======== RECORDS TO USE

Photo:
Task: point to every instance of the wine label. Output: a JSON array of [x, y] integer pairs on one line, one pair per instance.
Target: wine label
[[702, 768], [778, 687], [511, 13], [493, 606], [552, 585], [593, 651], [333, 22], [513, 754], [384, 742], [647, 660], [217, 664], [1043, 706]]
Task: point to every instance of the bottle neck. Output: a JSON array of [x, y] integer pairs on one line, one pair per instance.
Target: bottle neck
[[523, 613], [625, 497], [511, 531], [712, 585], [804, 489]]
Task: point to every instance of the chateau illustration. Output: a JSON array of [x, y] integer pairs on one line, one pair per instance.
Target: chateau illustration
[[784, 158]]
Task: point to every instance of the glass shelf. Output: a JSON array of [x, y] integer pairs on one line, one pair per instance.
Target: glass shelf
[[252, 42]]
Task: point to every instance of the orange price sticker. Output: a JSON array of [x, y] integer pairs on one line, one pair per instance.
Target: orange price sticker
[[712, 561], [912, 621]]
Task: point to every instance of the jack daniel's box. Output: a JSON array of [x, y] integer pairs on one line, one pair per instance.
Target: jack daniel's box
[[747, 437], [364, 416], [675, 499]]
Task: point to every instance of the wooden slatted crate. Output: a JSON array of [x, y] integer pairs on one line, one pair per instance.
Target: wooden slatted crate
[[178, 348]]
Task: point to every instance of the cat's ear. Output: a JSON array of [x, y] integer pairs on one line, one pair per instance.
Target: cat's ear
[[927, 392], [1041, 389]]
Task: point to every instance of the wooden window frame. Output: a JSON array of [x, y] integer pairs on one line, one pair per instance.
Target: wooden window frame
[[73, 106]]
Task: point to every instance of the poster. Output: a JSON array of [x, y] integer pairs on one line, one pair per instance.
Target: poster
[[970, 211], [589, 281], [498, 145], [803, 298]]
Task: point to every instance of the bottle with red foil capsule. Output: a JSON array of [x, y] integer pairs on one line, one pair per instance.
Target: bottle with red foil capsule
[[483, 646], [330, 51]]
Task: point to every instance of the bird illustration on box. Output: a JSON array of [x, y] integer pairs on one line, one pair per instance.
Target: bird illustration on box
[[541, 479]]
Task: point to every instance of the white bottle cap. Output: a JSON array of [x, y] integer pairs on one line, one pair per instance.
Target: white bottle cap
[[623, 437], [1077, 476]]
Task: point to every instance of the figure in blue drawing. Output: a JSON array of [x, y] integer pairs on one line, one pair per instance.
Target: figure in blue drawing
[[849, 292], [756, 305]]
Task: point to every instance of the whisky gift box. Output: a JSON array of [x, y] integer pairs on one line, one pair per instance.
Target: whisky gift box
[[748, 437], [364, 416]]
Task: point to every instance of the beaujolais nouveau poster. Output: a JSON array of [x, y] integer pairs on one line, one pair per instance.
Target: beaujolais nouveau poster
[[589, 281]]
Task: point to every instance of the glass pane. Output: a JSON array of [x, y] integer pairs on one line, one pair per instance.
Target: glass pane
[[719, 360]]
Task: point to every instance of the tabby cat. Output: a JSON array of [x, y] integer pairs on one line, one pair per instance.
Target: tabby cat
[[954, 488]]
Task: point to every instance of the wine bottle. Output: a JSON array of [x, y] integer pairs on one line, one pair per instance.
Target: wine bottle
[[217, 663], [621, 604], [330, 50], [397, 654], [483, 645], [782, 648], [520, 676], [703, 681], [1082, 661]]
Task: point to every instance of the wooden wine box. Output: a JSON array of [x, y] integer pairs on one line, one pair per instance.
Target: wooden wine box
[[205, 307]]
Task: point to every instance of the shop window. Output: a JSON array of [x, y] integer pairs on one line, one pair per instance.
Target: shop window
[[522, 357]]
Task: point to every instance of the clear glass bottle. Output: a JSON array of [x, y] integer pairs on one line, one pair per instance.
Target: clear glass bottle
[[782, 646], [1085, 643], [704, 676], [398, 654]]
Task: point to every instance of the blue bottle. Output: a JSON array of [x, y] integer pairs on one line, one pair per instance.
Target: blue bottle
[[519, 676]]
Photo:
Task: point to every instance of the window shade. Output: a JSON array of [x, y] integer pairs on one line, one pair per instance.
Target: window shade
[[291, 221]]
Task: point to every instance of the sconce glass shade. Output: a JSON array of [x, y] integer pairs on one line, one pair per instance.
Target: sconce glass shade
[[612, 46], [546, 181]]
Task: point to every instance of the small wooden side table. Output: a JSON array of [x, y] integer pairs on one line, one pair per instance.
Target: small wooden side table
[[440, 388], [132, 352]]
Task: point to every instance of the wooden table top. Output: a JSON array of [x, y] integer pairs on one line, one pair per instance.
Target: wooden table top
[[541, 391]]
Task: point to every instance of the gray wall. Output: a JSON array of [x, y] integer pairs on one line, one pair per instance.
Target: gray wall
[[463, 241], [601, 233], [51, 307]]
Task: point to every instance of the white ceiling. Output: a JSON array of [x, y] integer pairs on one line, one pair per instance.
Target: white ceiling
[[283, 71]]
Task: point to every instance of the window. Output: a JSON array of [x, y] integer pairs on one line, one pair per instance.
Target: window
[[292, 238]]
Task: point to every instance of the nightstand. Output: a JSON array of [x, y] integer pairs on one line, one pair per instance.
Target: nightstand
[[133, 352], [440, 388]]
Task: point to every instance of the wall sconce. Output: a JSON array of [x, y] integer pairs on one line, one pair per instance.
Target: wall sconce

================

■ INSTRUCTIONS TO FOLLOW: Put every line of the entries above into a Markdown table with the columns Row and Entry line, numbering the rows and leaving out blank lines.

■ CORRECT OUTPUT:
| Row | Entry line |
|---|---|
| 1 | Photo: |
| 2 | Task: point to every instance of the wine label. Output: a JSON array of [x, y] integer pairs on one line, one pair per instance. |
| 3 | Target: wine label |
| 4 | [[702, 768], [778, 687], [511, 13], [493, 606], [552, 585], [593, 651], [333, 22], [513, 754], [384, 742], [647, 660], [217, 664], [1043, 706]] |
| 5 | Task: point to every instance of the bottle neck. Output: a JSON array of [x, y] integer pairs on one line, one pair per instance. |
| 6 | Target: bottle neck |
| 7 | [[523, 613], [625, 497], [511, 531], [712, 585], [804, 489]] |
| 8 | Task: point to every instance of the chateau illustration. Output: a JSON array of [x, y] integer pairs on one line, one pair per instance. |
| 9 | Target: chateau illustration |
| 10 | [[784, 158]] |
| 11 | Task: point to every instance of the glass shelf. Output: a JSON array of [x, y] integer pairs on one line, one pair per instance. |
| 12 | Target: glass shelf |
| 13 | [[252, 42]] |
| 14 | Task: point to every instance of the orange price sticker. Output: a JSON array of [x, y] integer pairs on one line, one pair per instance. |
| 15 | Target: orange price sticker |
| 16 | [[712, 561], [912, 621]] |
| 17 | Task: point to every instance of the jack daniel's box. Output: a JSON array of [x, y] integer pairs on one line, one pair per instance. |
| 18 | Target: jack daniel's box |
| 19 | [[747, 437], [364, 416], [675, 499]] |
| 20 | Task: point to every instance of the wooden slatted crate. Output: a JSON array of [x, y] integer pairs on one line, one pair per instance. |
| 21 | Target: wooden slatted crate |
| 22 | [[178, 348]] |
| 23 | Task: point to every instance of the cat's ear. Output: a JSON array of [x, y] integer pairs on one line, one pair per instance. |
| 24 | Target: cat's ear |
| 25 | [[927, 392], [1041, 389]] |
| 26 | Task: point to every instance of the wooden window frame. Output: a JSON array of [x, y] integer pairs on one line, one pair per instance. |
| 27 | Target: wooden window frame |
| 28 | [[73, 106]] |
| 29 | Task: point to every instance of the poster. Output: a JSON array of [x, y] integer pairs on one line, one pair per instance. |
| 30 | Target: poster |
| 31 | [[970, 211], [589, 281], [498, 145], [803, 298]] |
| 32 | Task: point to every instance of the bottle with red foil capsule. Output: a JSON array of [x, y] integer pairs on one line, one pair per instance. |
| 33 | Target: bottle with red foil capsule |
| 34 | [[483, 646], [330, 51]] |
| 35 | Task: point to every instance of the bird illustration on box. Output: a JSON array of [x, y] integer pairs on one line, one pair per instance. |
| 36 | Target: bird illustration on box |
| 37 | [[541, 479]] |
| 38 | Task: point to every instance of the white bottle cap. Output: a JSON array of [x, y] integer pairs on one line, one pair per instance. |
| 39 | Target: white bottle cap |
| 40 | [[623, 437], [1077, 476]] |
| 41 | Task: point to every instance of the figure in blue drawing. Output: a JSON array of [x, y] integer pairs on one line, one pair per instance. |
| 42 | Target: figure in blue drawing |
| 43 | [[849, 292], [756, 305]] |
| 44 | Task: point to every instance of the whisky gift box. Output: a JSON array of [x, y] integer pairs on one line, one pair per instance. |
| 45 | Target: whisky gift box |
| 46 | [[748, 437], [364, 416]] |
| 47 | Task: point to every instance of the beaujolais nouveau poster. Output: a JSON array of [x, y] integer pairs on one line, one pair per instance. |
| 48 | Target: beaujolais nouveau poster |
| 49 | [[589, 281]] |
| 50 | Task: point to every instance of the glass pane. Output: a JSON array of [x, y] integer pairs on one line, one pair per instance. |
| 51 | Target: glass pane |
| 52 | [[719, 360]] |
| 53 | Task: point to every instance of the tabby cat. Output: a JSON array of [x, y] integer pairs on one line, one pair per instance. |
| 54 | Target: tabby cat |
| 55 | [[954, 488]] |
| 56 | Task: point to every instance of the wine bottle. Output: a JSON array of [x, y] integer pairs on one line, one pair per instance. |
| 57 | Target: wine bottle |
| 58 | [[217, 663], [621, 604], [330, 50], [397, 654], [483, 645], [782, 648], [520, 676], [703, 681], [1082, 661]] |
| 59 | Task: point to every instance of the wooden wine box. Output: a JSON array of [x, y] integer pairs on one line, one pair per instance. |
| 60 | Target: wooden wine box |
| 61 | [[205, 307]] |
| 62 | Task: point to every instance of the shop window. Output: a JSON array of [x, y] integer pairs on one line, one pair per instance. |
| 63 | Target: shop window |
| 64 | [[522, 357]] |
| 65 | Task: point to every instance of the clear glass bottle. Output: a JSON array of [x, y] integer pairs on one line, one pair per instance. |
| 66 | Target: clear glass bottle |
| 67 | [[782, 646], [1085, 643], [704, 676], [398, 654]] |
| 68 | Task: point to every instance of the blue bottle. Output: a JSON array of [x, y] integer pairs on one line, one pair per instance. |
| 69 | Target: blue bottle |
| 70 | [[519, 676]] |
| 71 | Photo: |
| 72 | Task: point to every instance of the window shade. Output: a JSON array of [x, y] integer pairs on one line, one pair per instance. |
| 73 | Target: window shade |
| 74 | [[291, 221]] |
| 75 | Task: point to every instance of the sconce glass shade. Output: a JSON array of [x, y] integer pairs on one line, one pair per instance. |
| 76 | Target: sconce glass shade |
| 77 | [[612, 46], [546, 181]] |
| 78 | Task: point to every instance of the small wooden side table. Output: a JSON array of [x, y] integer pairs on one line, one pair per instance. |
| 79 | Target: small wooden side table |
| 80 | [[440, 388], [132, 352]] |
| 81 | Task: point to every instance of the wooden table top. Output: a JSON array of [x, y] integer pairs on one line, one pair per instance. |
| 82 | Target: wooden table top |
| 83 | [[541, 391]] |
| 84 | Task: point to every instance of the gray wall. Output: a JSON array of [x, y] integer pairs on one line, one pair per instance. |
| 85 | Target: gray wall |
| 86 | [[463, 241], [601, 233], [51, 307]] |
| 87 | Task: point to every instance of the white ceiling. Output: a JSON array of [x, y] integer pairs on one line, one pair per instance. |
| 88 | Target: white ceiling |
| 89 | [[283, 71]] |
| 90 | Task: point to every instance of the window. Output: a JSON array of [x, y] integer pairs on one line, one pair per instance. |
| 91 | Target: window |
| 92 | [[292, 238]] |
| 93 | Task: point to every instance of the nightstand. Output: a JSON array of [x, y] integer pairs on one line, one pair per instance. |
| 94 | Target: nightstand |
| 95 | [[133, 352], [440, 388]] |
| 96 | Task: point to every instance of the wall sconce. Output: a JSON array of [x, y] integer pairs on one line, one pair per instance. |
| 97 | Target: wall sconce |